§ **PROBLEM REQUIREMENTS**:
Answer these questions from the text below on Iran's science ministry:
(a) What was the ministry called before it was renamed in 2000?
(b) Which institute did the ministry set up in 2000?
(c) Which ministry is responsible for medical education?

§ **TEXT BLOCK**:
Government ministry of Iran

The Ministry of Science, Research and Technology (MSRT) is the government ministry of science, research and technology in Iran. State-run (non-medical) universities of Iran are under the direct supervision of Iran's Ministry of Science, Research and Technology. The ministry was established in 2000 when the ministry of culture and higher education was renamed as the ministry of science, research and technology.

In 2000 the ministry set up the Aerospace Research Institute.

The supervision of higher education institutions and the approval of the study programmes, as well as the accreditation of universities and other higher education institutions are conducted by the Ministry of Science, Research and Technology. Medical education falls within the remit of the Ministry of Health, Treatment and Medical Education. A list of recognised universities and institutes of higher education and private institutions is available on the website of the Ministry of Science, Research and Technology.

§ **DATA FOR REVIEW**:

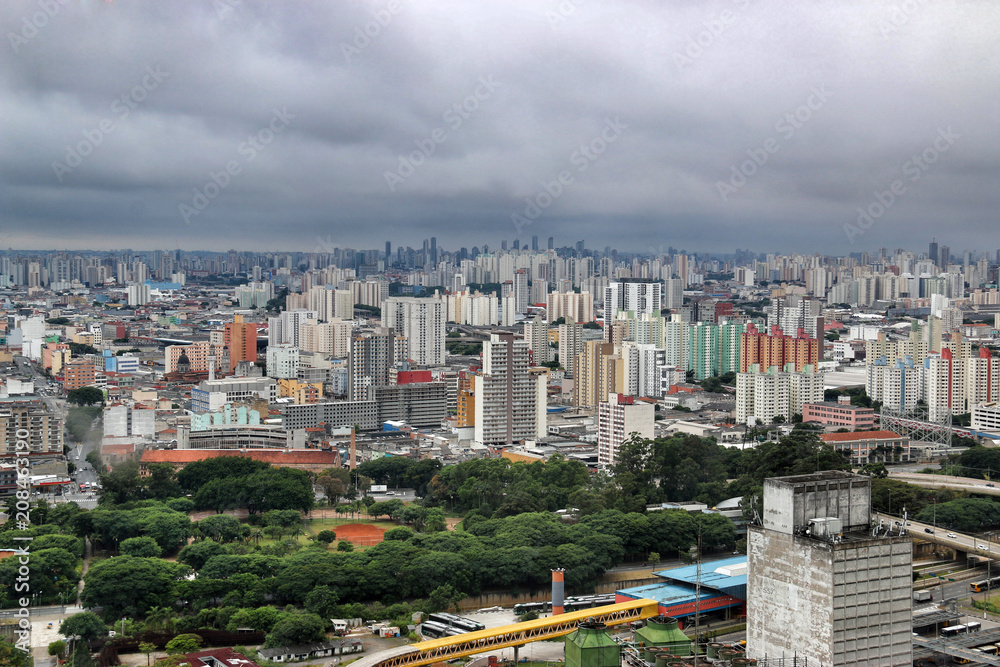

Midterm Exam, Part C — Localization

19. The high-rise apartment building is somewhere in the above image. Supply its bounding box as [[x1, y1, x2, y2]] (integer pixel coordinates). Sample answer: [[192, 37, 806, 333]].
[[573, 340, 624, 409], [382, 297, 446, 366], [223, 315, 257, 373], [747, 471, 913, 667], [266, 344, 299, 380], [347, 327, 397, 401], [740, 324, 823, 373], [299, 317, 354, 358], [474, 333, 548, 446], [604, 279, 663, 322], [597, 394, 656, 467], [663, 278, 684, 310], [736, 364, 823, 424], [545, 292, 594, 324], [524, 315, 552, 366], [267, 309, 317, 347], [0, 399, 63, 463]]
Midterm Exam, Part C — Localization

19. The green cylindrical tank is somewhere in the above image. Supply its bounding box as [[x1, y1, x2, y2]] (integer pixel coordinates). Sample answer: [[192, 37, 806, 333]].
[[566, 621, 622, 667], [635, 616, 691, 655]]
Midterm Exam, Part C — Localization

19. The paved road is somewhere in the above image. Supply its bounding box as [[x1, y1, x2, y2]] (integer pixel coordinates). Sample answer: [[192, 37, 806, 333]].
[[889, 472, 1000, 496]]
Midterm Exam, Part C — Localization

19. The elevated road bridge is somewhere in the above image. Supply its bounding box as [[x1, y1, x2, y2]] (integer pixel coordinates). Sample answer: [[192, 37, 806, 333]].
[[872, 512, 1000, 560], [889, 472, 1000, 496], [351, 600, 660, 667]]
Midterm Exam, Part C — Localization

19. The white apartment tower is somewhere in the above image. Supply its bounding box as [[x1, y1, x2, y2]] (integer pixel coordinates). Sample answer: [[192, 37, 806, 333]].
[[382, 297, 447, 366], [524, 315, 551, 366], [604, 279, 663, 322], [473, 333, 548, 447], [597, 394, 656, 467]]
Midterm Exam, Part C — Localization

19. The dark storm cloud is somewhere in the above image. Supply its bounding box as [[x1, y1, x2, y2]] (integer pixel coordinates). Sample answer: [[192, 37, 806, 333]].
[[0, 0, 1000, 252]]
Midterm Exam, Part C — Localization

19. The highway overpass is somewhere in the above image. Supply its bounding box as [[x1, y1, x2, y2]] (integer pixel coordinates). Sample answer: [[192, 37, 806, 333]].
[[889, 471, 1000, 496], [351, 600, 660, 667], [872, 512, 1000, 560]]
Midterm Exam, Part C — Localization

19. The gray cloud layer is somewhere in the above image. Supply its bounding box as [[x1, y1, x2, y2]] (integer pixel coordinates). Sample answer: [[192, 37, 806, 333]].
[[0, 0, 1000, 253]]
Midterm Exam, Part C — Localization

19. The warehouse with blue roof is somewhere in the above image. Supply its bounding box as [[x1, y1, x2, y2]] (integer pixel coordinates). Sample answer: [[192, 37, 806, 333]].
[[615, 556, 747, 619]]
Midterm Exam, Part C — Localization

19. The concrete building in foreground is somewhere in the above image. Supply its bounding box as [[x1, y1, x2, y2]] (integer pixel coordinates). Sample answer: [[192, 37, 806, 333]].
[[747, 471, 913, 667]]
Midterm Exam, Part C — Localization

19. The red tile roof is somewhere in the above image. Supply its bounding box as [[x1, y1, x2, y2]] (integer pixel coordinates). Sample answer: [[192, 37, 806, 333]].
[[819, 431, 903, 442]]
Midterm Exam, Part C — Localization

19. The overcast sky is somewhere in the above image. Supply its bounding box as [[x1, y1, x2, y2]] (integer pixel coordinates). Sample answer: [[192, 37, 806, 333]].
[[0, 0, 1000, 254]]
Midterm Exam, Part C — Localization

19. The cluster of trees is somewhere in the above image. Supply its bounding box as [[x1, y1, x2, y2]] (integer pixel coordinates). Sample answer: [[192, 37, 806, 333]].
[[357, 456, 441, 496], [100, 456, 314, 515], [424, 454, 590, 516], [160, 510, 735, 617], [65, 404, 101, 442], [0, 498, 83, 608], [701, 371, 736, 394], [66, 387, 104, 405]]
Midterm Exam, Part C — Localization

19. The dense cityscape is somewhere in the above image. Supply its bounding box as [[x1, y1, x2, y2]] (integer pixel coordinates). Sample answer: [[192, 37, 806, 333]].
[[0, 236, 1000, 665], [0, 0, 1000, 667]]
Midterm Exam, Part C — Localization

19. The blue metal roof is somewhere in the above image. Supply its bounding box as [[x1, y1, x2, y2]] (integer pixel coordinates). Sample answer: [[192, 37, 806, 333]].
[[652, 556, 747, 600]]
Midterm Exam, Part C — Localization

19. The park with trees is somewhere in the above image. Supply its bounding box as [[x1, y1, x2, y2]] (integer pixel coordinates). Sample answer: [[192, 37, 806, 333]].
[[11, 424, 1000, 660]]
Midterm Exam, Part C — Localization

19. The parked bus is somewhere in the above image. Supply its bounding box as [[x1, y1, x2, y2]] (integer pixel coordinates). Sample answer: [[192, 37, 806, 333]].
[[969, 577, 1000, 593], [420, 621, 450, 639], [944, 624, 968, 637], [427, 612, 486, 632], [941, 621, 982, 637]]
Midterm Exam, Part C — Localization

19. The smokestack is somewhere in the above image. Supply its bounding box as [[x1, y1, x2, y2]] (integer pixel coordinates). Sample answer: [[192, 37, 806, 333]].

§ **TASK RESPONSE**:
(a) The ministry of culture and higher education
(b) The Aerospace Research Institute
(c) The Ministry of Health, Treatment and Medical Education